» WORK TO COMPLETE:
Answer these questions from the passage about ArKay below:
(a) In what year did Reynald start ArKay?
(b) In which country was Reynald working on cosmetics when people had trouble pronouncing his first name?
(c) According to Reynald, how do people drink the spirits formulated to taste identical?

Once Reynald perfected this edible illusion in 2011, he was able to scale his product development and launch over 30 alcohol-free spirit variants including bourbon, vodka, tequila and more. He landed on the name ArKay from his time spent working on cosmetics in China, where people had trouble pronouncing his first name. Instead of saying 'Reynald,' their pronunciation was closer to 'Arr-K,' and the brand name was born.
Since then, ArKay's product line has expanded to include both spirits formulated to taste identical and spirits designed to be slightly similar, and slightly different in flavor to their more popular variant. "The ones which are similar, people use them as mocktails, and the ones which are identical people drink them straight," Reynald says.
When he started ArKay in 2011, Reynald remembers magazines claiming that they were the O'Douls of the spirit business. Because they were pioneers in the alcohol-free beer category, he took it as a complement. But that didn't immediately translate to sales.

» DATA EXCERPTS:
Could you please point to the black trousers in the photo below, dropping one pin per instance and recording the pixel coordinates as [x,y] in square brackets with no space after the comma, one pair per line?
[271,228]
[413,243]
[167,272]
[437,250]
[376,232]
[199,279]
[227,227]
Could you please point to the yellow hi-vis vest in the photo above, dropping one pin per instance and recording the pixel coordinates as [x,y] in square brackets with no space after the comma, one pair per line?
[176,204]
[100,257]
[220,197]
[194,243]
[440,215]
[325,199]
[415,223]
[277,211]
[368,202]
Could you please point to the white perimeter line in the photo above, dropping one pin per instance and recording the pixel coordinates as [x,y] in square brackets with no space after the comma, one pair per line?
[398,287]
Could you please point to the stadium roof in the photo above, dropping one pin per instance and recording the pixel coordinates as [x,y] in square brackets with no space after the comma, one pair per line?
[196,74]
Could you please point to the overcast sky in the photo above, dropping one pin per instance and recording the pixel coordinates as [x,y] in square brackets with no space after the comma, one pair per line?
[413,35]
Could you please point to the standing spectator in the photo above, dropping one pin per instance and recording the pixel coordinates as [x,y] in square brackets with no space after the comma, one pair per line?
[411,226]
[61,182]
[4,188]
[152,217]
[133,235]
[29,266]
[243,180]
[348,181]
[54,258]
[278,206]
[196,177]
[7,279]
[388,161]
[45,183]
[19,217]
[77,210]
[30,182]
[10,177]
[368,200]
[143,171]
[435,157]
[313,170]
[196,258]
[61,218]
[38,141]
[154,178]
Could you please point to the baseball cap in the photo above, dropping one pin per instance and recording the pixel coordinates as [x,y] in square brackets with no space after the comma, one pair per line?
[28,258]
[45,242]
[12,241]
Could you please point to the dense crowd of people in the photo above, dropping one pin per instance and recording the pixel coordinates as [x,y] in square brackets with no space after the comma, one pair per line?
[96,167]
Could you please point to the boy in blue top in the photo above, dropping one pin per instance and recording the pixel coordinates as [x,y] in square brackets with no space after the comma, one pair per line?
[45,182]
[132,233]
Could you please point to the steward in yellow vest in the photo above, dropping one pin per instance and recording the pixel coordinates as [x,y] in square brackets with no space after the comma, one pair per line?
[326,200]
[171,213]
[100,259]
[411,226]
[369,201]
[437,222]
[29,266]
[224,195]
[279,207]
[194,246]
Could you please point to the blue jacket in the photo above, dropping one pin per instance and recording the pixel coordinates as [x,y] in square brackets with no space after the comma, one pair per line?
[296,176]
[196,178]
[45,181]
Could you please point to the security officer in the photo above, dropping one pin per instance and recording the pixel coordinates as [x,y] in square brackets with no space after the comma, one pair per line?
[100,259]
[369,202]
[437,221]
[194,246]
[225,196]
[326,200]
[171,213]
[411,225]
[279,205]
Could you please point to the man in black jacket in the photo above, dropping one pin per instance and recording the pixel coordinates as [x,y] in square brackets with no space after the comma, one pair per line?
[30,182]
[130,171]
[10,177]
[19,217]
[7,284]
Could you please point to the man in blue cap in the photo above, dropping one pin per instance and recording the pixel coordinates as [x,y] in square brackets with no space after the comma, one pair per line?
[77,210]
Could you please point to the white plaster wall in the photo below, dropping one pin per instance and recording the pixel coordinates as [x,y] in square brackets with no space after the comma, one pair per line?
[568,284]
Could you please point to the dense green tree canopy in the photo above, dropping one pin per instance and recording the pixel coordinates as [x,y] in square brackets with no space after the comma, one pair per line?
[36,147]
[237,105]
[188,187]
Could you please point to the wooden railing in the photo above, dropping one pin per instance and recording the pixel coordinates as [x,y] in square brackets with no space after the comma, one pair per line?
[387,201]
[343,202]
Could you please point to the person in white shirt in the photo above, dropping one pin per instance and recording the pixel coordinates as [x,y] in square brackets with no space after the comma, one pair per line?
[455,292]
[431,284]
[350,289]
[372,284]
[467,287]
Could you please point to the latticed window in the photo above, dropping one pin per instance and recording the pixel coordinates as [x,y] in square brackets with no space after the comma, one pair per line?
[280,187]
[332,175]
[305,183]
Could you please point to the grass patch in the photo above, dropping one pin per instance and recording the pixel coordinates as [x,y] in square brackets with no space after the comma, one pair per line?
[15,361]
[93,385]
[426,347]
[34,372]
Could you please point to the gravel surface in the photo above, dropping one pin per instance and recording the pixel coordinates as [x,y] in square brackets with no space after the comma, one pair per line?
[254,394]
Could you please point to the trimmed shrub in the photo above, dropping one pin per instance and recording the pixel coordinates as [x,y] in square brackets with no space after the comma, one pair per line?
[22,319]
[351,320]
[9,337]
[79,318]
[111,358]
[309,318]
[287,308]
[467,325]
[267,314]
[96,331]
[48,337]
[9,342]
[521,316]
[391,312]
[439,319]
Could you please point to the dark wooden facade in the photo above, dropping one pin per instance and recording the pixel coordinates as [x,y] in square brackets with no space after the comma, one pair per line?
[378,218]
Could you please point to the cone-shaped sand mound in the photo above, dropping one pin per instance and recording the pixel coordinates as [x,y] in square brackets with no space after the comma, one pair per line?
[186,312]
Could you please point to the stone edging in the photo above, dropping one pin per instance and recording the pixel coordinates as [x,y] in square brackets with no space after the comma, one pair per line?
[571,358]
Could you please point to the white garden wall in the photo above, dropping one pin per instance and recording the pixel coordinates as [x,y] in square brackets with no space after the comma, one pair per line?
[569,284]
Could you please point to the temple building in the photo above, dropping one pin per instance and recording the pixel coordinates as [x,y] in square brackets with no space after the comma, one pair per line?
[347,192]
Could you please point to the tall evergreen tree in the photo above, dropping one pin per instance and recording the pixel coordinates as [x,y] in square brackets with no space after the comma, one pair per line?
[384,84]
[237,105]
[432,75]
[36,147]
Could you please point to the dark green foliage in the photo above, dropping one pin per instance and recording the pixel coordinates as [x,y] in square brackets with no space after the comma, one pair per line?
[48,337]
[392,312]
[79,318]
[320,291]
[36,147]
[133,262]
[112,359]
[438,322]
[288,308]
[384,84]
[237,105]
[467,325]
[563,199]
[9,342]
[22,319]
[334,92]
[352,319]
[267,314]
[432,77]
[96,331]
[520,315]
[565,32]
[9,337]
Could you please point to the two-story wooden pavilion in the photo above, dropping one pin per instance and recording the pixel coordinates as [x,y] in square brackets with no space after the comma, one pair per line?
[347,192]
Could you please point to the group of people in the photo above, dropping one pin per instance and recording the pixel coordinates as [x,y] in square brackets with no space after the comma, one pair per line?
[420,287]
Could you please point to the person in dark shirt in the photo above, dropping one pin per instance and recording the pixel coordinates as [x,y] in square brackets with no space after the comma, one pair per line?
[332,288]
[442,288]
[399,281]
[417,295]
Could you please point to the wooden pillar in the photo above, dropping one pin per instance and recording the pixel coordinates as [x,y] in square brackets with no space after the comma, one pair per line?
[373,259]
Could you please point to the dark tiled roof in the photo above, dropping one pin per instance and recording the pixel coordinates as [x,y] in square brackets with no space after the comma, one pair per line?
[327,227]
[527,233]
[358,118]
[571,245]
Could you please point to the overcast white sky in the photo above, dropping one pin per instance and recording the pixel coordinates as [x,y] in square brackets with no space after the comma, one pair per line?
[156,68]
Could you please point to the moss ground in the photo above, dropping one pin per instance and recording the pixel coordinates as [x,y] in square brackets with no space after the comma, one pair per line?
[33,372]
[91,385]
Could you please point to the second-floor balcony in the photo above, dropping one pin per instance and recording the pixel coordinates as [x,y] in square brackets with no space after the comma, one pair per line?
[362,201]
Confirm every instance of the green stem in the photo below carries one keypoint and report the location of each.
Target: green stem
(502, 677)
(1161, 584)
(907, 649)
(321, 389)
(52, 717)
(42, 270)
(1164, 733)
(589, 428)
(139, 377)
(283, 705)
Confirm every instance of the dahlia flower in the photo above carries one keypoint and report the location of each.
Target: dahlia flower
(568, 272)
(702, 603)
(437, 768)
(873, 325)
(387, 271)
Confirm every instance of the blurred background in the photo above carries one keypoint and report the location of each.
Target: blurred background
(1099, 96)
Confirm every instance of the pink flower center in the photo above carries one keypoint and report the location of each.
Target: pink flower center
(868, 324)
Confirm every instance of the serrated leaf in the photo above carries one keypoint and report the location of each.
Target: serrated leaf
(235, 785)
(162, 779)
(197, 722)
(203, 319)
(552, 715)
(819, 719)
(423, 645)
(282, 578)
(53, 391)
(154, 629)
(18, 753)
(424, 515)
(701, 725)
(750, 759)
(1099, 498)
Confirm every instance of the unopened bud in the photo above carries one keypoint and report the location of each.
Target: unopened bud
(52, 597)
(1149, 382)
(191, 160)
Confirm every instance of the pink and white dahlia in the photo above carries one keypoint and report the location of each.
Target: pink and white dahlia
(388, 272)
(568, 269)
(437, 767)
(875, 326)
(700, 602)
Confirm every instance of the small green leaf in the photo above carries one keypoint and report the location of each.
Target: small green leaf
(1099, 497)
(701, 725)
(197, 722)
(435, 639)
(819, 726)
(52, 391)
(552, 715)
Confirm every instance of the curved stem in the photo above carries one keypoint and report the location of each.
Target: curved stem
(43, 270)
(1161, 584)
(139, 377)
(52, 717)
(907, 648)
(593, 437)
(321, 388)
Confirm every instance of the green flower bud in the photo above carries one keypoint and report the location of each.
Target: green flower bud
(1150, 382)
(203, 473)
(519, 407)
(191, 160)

» ANSWER SECTION:
(a) 2011
(b) China
(c) They drink them straight.